# Factory Eco tires



## money_man (Feb 25, 2014)

I have the ctd but I love my Goodyear's. Absolutely zero complaints with them but i only have 4k on mine. If I were to replace them there's only one brand I would consider and that's Michelin.


----------



## BowtieGuy (Jan 4, 2013)

I think the factory goodyears do a decent job. I haven't had problems in the rain, but snow I agree. They aren't great in the snow, and traction on ice is bad as well. I'm at 23k miles so not too far off. When it comes to replacement tires, look at reviews on Tire Rack. Look at customer reviews, and Tire Rack's in house tests. There is tons of information that should help you pick a tire suited to your needs. IMO Michelins are some of the most overrated and overpriced tires out there. Just taking a quick peek in the 215/55R17 sizes: 
-The Pirelli Cinturato P7 gets a lot of good reviews. I think obermd has these same tires and liked them as well.
-The Continental PureContact with EcoPlus Technology also looks good. 
-And if you dont want to spend $500+ on a set of tires, I would recommend the General Altimax RT43. I just had these put on my wife's 04 Grand Prix GT and am very impressed. The reviews on them so far are true: very quiet, good traction in dry/wet, and also good snow traction (but I haven't had a chance to test that one out yet).


----------



## 2013LT (Jul 3, 2013)

I take them off for the harsh Canadian winters but they do fine in the dry/wet. I don't think I'd even attempt these in the winter lol. I think they are good enough that I'd buy another set once these wear out.


----------



## Gonzo74 (Mar 1, 2014)

I have had good luck with the Yokohama Avid series tires. They are made in the U.S. , which is shocking to me. They are also a low rolling resistance tire and cut down on road noise. I have driven in 6" of snow with them before and although that is about the max depth that the cruze can run in, they did very well. I did turn around and skip work that day. Didn't want to risk it, but they got me home. My two cents. Where I live in Missouri they were about $135 a piece.


----------



## Patman (May 7, 2011)

2013LT said:


> I take them off for the harsh Canadian winters but they do fine in the dry/wet. I don't think I'd even attempt these in the winter lol. I think they are good enough that I'd buy another set once these wear out.


I bet non factory fuelmax are probably much better than the factory versions.? More tread/traction. Probably stay with the Fuelmaxs or try the Ecopias. Just researching now. And all the rain mixing with oil on the road is not a good combination.


----------



## 2013Cruze (Aug 4, 2012)

-- CHALLENGES --
(A) In the tire thread, which tires did BowtieGuy have put on his wife's 04 Grand Prix GT?
(B) Reproduce the stretch of the tire thread from "-And if you" through "one out yet).".

-- ENTRIES --

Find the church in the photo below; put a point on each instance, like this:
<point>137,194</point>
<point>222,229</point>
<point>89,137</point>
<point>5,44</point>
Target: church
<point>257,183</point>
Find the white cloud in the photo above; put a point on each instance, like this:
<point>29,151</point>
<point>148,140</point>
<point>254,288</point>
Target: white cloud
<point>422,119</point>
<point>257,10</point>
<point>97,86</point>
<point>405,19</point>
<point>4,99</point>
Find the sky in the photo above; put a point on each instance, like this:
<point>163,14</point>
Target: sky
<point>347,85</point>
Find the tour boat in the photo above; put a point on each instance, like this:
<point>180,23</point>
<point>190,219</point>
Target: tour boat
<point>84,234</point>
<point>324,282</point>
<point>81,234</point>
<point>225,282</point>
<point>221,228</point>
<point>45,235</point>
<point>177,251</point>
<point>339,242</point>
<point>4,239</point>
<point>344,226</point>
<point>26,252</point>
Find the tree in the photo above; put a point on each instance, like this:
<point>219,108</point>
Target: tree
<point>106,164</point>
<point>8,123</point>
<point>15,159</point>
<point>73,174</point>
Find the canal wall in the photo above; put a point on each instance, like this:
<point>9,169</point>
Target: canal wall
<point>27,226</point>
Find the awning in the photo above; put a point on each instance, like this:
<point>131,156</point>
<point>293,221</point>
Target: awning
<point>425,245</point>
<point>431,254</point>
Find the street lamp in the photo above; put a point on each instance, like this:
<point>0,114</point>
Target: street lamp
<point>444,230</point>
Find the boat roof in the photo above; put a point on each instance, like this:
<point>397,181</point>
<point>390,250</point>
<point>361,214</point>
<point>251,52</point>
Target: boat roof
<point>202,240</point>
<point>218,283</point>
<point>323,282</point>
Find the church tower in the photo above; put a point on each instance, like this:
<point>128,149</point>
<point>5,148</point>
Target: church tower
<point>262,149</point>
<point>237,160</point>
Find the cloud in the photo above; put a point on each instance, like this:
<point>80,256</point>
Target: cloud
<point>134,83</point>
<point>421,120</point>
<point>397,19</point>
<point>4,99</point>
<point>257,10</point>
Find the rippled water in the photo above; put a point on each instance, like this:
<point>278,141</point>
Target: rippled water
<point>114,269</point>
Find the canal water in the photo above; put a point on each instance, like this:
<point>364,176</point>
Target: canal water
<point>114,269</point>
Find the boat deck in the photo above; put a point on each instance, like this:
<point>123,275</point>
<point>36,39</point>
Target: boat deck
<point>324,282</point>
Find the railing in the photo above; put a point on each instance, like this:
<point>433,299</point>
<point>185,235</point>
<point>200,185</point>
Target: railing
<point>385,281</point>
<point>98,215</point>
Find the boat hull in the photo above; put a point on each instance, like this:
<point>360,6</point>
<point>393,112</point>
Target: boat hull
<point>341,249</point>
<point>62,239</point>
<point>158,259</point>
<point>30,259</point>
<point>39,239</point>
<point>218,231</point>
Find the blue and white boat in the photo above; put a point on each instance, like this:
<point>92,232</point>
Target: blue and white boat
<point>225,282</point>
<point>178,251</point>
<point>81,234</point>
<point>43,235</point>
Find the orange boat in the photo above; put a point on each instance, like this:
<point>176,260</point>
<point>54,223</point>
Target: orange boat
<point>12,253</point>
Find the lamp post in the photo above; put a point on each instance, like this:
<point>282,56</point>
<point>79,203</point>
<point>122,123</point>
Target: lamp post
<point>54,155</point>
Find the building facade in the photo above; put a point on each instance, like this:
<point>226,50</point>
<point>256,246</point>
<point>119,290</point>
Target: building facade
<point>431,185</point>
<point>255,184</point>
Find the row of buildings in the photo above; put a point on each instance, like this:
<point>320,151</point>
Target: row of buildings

-- WRITTEN ANSWERS --
(A) The General Altimax RT43.

(B)
-And if you dont want to spend $500+ on a set of tires, I would recommend the General Altimax RT43. I just had these put on my wife's 04 Grand Prix GT and am very impressed. The reviews on them so far are true: very quiet, good traction in dry/wet, and also good snow traction (but I haven't had a chance to test that one out yet).